◆ Problem description:
Copy out the listing below verbatim, from its opening line through the line that contains "895 243 L 890", and stop there.
══ Provided material ══
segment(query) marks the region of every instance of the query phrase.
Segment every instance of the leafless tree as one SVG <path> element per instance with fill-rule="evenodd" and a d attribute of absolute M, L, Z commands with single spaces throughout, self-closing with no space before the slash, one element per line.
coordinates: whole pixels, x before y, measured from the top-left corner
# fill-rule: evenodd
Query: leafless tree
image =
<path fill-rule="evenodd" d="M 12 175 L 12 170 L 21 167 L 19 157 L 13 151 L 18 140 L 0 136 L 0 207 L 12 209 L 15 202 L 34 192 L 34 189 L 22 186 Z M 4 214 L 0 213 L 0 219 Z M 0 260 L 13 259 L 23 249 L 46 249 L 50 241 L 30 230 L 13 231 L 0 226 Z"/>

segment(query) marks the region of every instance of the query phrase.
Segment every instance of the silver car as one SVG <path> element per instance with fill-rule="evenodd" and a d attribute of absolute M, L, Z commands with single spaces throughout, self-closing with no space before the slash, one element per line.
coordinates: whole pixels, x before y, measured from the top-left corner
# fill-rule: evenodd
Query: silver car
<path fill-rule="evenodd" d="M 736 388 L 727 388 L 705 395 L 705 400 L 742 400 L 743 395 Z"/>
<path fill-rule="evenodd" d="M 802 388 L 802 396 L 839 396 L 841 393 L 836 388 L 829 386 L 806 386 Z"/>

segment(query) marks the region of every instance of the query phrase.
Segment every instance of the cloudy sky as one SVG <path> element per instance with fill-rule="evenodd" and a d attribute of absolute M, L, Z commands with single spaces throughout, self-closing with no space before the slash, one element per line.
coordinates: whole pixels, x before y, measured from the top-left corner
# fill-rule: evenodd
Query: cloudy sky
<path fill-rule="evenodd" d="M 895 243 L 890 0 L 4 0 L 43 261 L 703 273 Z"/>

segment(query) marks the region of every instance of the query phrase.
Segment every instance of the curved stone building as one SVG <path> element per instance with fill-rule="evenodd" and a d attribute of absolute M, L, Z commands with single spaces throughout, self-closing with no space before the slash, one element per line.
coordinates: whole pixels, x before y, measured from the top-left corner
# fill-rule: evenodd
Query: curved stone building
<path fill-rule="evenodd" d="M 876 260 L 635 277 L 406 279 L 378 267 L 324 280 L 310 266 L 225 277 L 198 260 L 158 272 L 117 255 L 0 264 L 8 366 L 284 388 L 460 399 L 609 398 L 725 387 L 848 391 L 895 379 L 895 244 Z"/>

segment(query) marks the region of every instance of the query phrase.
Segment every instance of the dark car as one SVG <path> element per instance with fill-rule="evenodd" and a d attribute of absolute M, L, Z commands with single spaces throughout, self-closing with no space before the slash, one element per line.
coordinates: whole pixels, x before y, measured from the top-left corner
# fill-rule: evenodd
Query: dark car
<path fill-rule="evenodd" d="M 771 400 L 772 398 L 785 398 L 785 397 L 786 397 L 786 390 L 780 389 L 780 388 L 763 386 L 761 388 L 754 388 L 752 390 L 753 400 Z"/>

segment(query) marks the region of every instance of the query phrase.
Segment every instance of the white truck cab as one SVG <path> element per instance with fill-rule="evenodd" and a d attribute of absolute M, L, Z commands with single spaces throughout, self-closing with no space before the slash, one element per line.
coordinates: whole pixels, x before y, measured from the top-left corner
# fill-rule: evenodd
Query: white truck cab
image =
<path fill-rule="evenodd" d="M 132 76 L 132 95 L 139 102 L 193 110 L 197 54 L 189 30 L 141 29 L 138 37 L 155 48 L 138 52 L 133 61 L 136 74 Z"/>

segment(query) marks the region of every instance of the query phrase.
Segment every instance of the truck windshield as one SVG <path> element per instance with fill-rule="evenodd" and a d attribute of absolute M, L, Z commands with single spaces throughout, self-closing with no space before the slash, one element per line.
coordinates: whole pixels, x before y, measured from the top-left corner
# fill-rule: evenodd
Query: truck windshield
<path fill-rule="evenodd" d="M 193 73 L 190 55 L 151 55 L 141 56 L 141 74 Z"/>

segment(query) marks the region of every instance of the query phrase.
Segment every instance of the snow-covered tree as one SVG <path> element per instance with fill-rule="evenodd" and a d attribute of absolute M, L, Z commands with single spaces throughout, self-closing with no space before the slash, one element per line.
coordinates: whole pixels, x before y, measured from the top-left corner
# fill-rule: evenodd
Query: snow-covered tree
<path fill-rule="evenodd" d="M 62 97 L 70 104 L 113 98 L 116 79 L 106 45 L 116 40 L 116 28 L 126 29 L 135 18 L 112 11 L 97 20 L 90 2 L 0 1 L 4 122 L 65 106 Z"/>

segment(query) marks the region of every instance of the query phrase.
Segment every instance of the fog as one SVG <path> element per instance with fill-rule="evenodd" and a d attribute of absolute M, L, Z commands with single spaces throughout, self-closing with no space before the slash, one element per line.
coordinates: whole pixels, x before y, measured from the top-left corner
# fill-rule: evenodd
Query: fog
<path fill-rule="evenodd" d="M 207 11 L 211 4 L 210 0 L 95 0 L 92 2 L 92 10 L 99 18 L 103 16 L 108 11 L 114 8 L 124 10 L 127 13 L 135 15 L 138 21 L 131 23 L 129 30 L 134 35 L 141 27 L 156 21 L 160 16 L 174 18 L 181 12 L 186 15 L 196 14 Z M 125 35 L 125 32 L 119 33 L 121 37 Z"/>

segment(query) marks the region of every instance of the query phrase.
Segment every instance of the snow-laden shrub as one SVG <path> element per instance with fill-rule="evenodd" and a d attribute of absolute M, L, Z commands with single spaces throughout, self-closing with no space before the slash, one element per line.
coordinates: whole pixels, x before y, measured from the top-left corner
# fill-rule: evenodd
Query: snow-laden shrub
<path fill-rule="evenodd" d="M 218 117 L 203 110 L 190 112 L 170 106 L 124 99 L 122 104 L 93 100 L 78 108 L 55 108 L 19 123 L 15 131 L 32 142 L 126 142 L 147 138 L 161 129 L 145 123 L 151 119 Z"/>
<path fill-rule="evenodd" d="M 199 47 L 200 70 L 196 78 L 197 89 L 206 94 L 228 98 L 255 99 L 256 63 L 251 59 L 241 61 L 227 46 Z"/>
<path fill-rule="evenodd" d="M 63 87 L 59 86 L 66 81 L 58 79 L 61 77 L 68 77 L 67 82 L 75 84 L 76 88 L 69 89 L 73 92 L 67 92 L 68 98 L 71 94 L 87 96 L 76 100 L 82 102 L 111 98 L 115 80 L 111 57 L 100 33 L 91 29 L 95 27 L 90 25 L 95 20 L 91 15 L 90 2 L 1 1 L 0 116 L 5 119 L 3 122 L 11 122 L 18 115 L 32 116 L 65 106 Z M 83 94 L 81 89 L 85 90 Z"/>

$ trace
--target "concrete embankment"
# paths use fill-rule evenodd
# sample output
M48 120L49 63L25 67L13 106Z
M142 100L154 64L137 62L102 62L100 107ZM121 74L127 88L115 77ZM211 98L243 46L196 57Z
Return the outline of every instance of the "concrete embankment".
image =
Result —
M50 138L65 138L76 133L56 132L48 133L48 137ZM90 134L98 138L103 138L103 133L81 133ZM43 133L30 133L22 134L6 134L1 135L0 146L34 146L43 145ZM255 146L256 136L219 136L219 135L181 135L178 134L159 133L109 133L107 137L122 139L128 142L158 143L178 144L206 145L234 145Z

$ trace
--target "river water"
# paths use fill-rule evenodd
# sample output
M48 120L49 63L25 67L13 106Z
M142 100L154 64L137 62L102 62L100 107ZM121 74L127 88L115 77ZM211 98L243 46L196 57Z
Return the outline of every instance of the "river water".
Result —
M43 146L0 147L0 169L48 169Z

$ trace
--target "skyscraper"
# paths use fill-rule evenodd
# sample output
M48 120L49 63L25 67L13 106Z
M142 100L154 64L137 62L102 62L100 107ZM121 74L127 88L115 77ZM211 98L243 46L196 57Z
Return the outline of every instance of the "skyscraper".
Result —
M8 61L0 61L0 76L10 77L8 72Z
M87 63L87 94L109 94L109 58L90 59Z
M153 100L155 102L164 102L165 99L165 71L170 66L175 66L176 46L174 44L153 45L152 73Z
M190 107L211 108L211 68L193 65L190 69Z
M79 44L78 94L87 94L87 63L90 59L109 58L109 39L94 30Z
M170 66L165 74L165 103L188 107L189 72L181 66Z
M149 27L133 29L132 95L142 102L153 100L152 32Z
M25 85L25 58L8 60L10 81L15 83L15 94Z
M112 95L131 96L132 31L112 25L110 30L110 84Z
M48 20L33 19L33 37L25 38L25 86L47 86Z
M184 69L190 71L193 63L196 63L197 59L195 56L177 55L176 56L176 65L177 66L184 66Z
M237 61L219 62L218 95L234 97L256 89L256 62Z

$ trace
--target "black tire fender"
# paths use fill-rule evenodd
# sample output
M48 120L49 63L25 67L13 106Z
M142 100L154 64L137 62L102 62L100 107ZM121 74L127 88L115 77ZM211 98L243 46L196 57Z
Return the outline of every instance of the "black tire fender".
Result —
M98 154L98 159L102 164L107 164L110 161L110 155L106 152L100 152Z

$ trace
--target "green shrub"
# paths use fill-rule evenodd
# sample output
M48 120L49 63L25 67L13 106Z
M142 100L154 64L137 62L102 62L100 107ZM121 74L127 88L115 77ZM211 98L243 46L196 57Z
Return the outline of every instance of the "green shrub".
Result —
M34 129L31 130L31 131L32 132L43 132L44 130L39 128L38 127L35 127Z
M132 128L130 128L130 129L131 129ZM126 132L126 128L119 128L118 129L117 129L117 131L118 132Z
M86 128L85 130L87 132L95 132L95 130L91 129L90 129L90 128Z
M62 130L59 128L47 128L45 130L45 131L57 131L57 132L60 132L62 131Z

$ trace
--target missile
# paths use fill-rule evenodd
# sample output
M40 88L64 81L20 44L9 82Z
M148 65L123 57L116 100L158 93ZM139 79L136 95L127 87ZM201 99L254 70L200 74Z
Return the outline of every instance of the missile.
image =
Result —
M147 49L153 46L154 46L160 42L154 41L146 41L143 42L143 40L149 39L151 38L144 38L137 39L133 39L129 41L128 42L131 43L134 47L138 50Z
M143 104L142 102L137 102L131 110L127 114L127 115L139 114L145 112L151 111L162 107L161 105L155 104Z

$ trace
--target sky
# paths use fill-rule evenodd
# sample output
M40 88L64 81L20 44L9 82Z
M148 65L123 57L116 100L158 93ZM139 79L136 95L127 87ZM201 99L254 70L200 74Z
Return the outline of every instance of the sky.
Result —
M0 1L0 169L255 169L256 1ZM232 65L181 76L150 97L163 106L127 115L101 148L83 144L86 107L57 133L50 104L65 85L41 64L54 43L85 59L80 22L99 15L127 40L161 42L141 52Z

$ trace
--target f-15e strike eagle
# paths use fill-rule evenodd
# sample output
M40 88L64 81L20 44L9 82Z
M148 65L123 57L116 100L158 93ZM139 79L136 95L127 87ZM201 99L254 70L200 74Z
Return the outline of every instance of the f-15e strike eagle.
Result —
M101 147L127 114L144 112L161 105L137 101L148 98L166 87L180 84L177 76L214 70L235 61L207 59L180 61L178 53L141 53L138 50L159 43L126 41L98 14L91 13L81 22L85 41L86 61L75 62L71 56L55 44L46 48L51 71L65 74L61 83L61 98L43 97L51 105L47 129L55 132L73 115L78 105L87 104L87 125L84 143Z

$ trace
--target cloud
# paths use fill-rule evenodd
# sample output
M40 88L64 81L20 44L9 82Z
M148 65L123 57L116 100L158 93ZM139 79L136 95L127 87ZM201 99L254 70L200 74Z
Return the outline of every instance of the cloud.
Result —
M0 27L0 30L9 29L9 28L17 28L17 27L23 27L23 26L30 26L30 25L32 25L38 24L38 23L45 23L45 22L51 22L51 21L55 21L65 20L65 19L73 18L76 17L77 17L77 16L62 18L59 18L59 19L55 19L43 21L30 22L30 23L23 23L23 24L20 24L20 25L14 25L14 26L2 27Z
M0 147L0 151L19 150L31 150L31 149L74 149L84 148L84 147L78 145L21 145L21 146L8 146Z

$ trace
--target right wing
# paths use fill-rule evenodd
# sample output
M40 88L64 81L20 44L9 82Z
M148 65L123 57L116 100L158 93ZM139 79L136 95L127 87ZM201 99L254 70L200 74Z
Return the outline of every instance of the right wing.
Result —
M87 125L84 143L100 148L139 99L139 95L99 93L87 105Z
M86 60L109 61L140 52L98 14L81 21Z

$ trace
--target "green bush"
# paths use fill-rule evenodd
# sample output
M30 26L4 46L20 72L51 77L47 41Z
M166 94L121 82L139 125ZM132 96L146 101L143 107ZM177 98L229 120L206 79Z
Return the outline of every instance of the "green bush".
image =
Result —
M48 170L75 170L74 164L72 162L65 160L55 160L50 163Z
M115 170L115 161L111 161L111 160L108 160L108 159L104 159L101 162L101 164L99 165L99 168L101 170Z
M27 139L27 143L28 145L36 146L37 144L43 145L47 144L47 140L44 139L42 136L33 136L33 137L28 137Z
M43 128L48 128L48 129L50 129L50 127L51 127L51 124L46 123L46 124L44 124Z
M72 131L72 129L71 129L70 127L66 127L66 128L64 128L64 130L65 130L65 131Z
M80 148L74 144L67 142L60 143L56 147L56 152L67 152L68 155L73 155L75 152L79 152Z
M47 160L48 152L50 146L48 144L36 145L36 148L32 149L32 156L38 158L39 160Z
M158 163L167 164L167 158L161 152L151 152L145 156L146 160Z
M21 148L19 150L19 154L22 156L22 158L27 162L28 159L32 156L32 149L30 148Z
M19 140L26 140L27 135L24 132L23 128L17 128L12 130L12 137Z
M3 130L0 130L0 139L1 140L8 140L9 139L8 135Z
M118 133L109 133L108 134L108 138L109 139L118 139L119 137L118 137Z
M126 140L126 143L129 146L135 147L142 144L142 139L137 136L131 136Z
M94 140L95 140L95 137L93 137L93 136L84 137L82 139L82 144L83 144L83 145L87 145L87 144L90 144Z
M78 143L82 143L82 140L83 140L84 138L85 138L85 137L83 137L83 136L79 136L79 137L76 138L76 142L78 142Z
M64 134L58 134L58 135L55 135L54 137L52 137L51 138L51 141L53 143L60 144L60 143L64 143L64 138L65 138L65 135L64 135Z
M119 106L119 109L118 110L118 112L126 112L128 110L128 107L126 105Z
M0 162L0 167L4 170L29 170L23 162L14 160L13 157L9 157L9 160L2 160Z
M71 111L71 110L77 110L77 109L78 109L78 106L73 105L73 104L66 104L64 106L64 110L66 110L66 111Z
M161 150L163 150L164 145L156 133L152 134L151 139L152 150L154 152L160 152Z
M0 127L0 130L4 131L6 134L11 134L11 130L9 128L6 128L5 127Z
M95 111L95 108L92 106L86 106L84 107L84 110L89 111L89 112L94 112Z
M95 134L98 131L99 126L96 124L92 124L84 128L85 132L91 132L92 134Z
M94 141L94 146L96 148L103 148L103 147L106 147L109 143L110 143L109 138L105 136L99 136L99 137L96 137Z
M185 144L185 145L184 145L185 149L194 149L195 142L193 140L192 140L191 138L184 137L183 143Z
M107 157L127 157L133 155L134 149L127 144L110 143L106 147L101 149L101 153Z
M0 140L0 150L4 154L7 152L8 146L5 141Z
═══
◆ Full output:
segment(query) marks the region of every instance of the query phrase.
Segment every instance of the leafless tree as one SVG <path> element per instance with fill-rule="evenodd" and a d attribute of absolute M, L, Z commands with single spaces throughout, self-closing with no space before the slash, one element per line.
coordinates: whole pixels, x before y, measured from the top-left corner
# fill-rule: evenodd
Query: leafless tree
image =
<path fill-rule="evenodd" d="M 12 175 L 12 170 L 21 167 L 19 157 L 13 151 L 18 140 L 0 136 L 0 207 L 12 209 L 15 202 L 34 192 L 34 189 L 22 186 Z M 4 214 L 0 213 L 0 219 Z M 0 260 L 13 259 L 23 249 L 46 249 L 50 241 L 30 230 L 13 231 L 0 226 Z"/>

segment(query) marks the region of every instance of the query phrase.
Segment every instance of the silver car as one SVG <path> element per instance with fill-rule="evenodd" and a d attribute of absolute M, L, Z commands with single spaces throughout, self-closing with no space before the slash, one element per line.
coordinates: whole pixels, x before y, measured from the top-left corner
# fill-rule: evenodd
Query: silver car
<path fill-rule="evenodd" d="M 736 388 L 727 388 L 705 395 L 705 400 L 742 400 L 743 395 Z"/>
<path fill-rule="evenodd" d="M 802 388 L 802 396 L 839 396 L 841 393 L 836 388 L 829 386 L 806 386 Z"/>

segment(query) marks the region of every instance of the query phrase.
Segment every instance of the cloudy sky as one SVG <path> element per instance with fill-rule="evenodd" and a d attribute of absolute M, L, Z commands with single spaces throughout, self-closing with no space before the slash, one element per line.
coordinates: whole pixels, x before y, measured from the top-left corner
# fill-rule: evenodd
Query: cloudy sky
<path fill-rule="evenodd" d="M 895 243 L 890 0 L 4 0 L 43 261 L 703 273 Z"/>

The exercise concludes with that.